Sauf que même deux ans après : ça ne passe pas. Je n’excuse pas son dédain. Si mon frère n’était pas parti faire un bridge dans l’au-delà avant de revenir parmi nous, je n’aurais peut-être jamais entendu parler de cette maladie. J’ai eu de la chance. Beaucoup de chance. Et cette putain de bactérie doit être prise au sérieux pour tous les demi-humains, qui survivent comme ils peuvent, complètement isolés de la vie réelle. Je suis sortie de cette phase atroce et je ne veux jamais revivre quelque chose qui me broie aussi bas.
Je décide donc d’écrire factuellement ma visite chez Pouxit pour l’envoyer à l’ordre des pharmaciens et signaler son manque total de professionnalisme. Je veux qu’il y ait une trace, quelque part, de l’erreur de demander conseil à Pouxit. Je ne sais pas qui va lire mes mots mais je m’en fous, je veux juste envoyer une bouteille à la mer ( de ).
C’est pourquoi quand je reçois ce mail plusieurs semaines plus tard, je m’esbaudis, quelqu’un m’a lu et a pris la peine de me répondre… Et en plus a contacté Pouxit ! Incroyable !
Ça pourrait s’arrêter là, mais j’ouvre le courrier dans lequel ce dernier s’explique sur notre rencontre ayant eu lieu, je te le rappelle Cher Journal, deux ans auparavant, pendant 4 minutes, dans une pharmacie toujours pleine de gens reniflant leurs mésaventures aux comptoirs.
Monsieur le Président,
J’accuse bonne réception de votre courrier dont les termes m’ont pour le moins beaucoup surpris.
Tout d’abord, je vous précise qu’après concertation avec l’équipe de la Pharmacie, personne n’a le souvenir du passage de cette dame courant juillet 2016, ni moi-même ni mes assistants.
Par ailleurs, si une personne se présente à la pharmacie en indiquant avoir été mordu par une tique et avoir enlevé elle-même la tique, nous recommandons systématiquement de consulter soit le médecin traitant, soit de se rendre à l’hôpital le plus proche.
Nous contestons les dires de cette dame qui si elle s’est effectivement présentée à la pharmacie, comme elle le soutient :
– soit n’a pas indiqué, contrairement à ce qu’elle prétend, qu’il s’agissait d’une piqûre de tique qu’elle a arraché un mois auparavant,
– soit elle l’a précisé et auquel cas, il lui a été indiqué de prendre urgemment l’avis d’un médecin spécialiste ou de se rendre à l’hôpital pour un diagnostic et la prescription d’un traitement approprié ; il est vraisemblable que cette dame ne se souvient plus des faits tels qu’ils se sont réellement déroulés il y a deux ans ou réinterprète les faits selon ce qu’elle croit se souvenir mais qui ne correspond nullement à la réalité.

▬▬▬

■ Consigne: Reproduisez fidèlement le passage de l'extrait de journal qui va de « Par ailleurs, si » jusqu'à « le plus proche. » inclus. Les items proviennent d'une autre source que l'extrait de journal.

(Données de localisation par points, une par instance)
▬▬▬

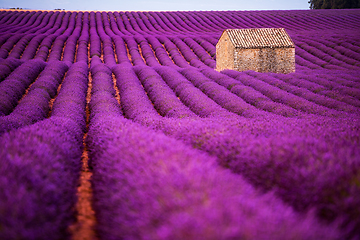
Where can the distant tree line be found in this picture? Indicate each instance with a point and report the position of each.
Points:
(334, 4)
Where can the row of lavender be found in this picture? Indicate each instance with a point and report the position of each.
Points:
(37, 35)
(295, 136)
(191, 22)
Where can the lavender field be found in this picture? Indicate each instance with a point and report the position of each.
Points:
(173, 148)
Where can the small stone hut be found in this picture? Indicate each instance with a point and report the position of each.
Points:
(257, 49)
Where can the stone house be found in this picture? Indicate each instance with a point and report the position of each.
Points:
(257, 49)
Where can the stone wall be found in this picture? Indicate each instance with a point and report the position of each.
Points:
(224, 54)
(277, 60)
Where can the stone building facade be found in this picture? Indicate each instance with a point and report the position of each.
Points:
(257, 49)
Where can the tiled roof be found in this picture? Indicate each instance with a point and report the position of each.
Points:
(260, 38)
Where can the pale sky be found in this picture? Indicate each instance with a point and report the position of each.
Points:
(156, 5)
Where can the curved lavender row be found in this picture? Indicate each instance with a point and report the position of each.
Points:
(200, 52)
(133, 48)
(134, 23)
(59, 42)
(156, 20)
(187, 53)
(210, 48)
(39, 172)
(82, 49)
(129, 28)
(348, 79)
(72, 41)
(160, 53)
(304, 93)
(20, 46)
(39, 24)
(147, 52)
(314, 59)
(113, 31)
(192, 97)
(134, 102)
(14, 86)
(249, 94)
(120, 25)
(310, 163)
(71, 101)
(32, 22)
(95, 43)
(147, 23)
(48, 41)
(180, 193)
(103, 100)
(8, 46)
(33, 45)
(107, 43)
(7, 66)
(318, 51)
(164, 99)
(40, 21)
(220, 94)
(351, 59)
(35, 105)
(173, 51)
(318, 89)
(278, 95)
(332, 85)
(136, 20)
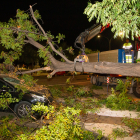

▬▬▬

■ Corrigé:
Par ailleurs, si une personne se présente à la pharmacie en indiquant avoir été mordu par une tique et avoir enlevé elle-même la tique, nous recommandons systématiquement de consulter soit le médecin traitant, soit de se rendre à l’hôpital le plus proche.